Rescale the entries below, from the line that contains "[pin] plate rim" through the end of the entries: reproduce every line, requests included, with each x and y coordinate in the answers multiplied by 0.5 and rounded to a whole number, halves rounding up. Keep the coordinates in the request lines unchanged.

# start of Material to process

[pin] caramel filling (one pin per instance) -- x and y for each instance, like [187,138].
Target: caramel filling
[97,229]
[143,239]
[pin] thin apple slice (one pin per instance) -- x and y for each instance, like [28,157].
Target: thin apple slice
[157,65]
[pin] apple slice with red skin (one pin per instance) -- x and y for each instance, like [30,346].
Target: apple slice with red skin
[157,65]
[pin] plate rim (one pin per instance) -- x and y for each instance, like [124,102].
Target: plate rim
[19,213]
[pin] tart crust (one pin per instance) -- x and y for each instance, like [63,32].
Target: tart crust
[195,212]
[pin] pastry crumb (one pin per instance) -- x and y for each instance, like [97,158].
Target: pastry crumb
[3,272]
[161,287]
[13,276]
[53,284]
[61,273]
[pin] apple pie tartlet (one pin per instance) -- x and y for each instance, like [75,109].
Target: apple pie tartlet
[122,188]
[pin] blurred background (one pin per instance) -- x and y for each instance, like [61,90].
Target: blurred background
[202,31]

# end of Material to process

◆ Written response ◆
[pin] plate rim (one pin per instance) -- x and y for each instance, like [124,102].
Target: plate rim
[10,107]
[pin] tart crust (one pin per instance) -- x and y for each instance, like [63,32].
Target: tart crust
[98,106]
[pin] pastry crumb (one pin per instance) -- x and y for each instance, like [97,158].
Target: pastry crumb
[2,136]
[81,144]
[7,138]
[27,142]
[31,137]
[pin] apple pie tartlet (one pin per instance) -- x and y for each instance, like [75,109].
Target: apple pie tartlet
[61,94]
[pin] blurred background (one pin per instance) -- x and y for each instance, like [61,90].
Target: blurred background
[101,16]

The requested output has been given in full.